#### TEXTE

L’opération est simple : payer une équipe ou des athlètes pour que leurs futures performances soient associées à une image de marque. Le but, c’est que toute l’affection développée par le public lors de ces évènements sportifs déborde et vienne s’agglutiner aux logos. Alors, la remise en cause de ces marques pourra sonner, pour le fan, comme une remise en cause du sport lui-même – la réaction sera défensive, la discussion jugée inconfortable. Cette canalisation de l’esprit de soutien et d’union des supporters pour qu’ils défendent les intérêts des marques, c’est le « sportwashing ». A l’heure où les industries générant les plus grandes empreintes carbones sont critiquées au nom de la défense d’un climat vivable, ce sont surtout elles qui lavent leur image par le sport. En effet, selon un nouveau rapport du New Weather Institute, il y a aujourd’hui environ 258 contrats de sponsors reliant des évènements sportifs ou leurs athlètes aux principaux contributeurs de la crise climatique.
Des partenariats polluants
Allant des marques de voitures comme Toyota ou Jeep, jusqu’aux producteurs et distributeurs de pétrole comme Gazprom ou Total, en passant par des géants de l’aviation comme Emirates ou Qatar Airways, les exemples ne manquent pas.
Tennis, golf, rugby, athlétisme et cyclisme sont autant de sports concernés ; le sport le plus convoité d’entre tous est le foot, qui constitue à lui tout seul un cinquième de tous ces contrats alliant sports et grands pollueurs.
L’intérêt que trouvent alors les sportifs et leurs associés dans ce genre d’alliance est simple : de grosses sommes d’argent sont à la clé, les marques étant prêtes à payer cher leur droit d’emprunter un peu d’aura aux sportifs. (A titre indicatif, il faut payer entre 1,4 et 4 millions d’euros pour imprimer son logo sur le maillot de l’équipe de France).

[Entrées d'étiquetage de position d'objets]

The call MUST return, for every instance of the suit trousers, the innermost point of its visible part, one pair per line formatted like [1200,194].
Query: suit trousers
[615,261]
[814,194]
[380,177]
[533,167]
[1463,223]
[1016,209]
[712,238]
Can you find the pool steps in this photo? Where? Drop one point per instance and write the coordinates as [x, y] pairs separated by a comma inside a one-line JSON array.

#### TÂCHES À RÉALISER
• a. D'après le texte sur le sportwashing, quel sport représente à lui seul un cinquième des contrats entre sports et grands pollueurs ?
• b. Recopiez sans rien changer toutes les lignes de la liste.
La liste n'a aucun lien avec le texte.

#### RÉSULTATS
• a. Le foot.

• b.
The call MUST return, for every instance of the suit trousers, the innermost point of its visible part, one pair per line formatted like [1200,194].
Query: suit trousers
[615,261]
[814,194]
[380,177]
[533,167]
[1463,223]
[1016,209]
[712,238]
Can you find the pool steps in this photo? Where? Drop one point per instance and write the coordinates as [x, y] pairs separated by a comma inside a one-line JSON array.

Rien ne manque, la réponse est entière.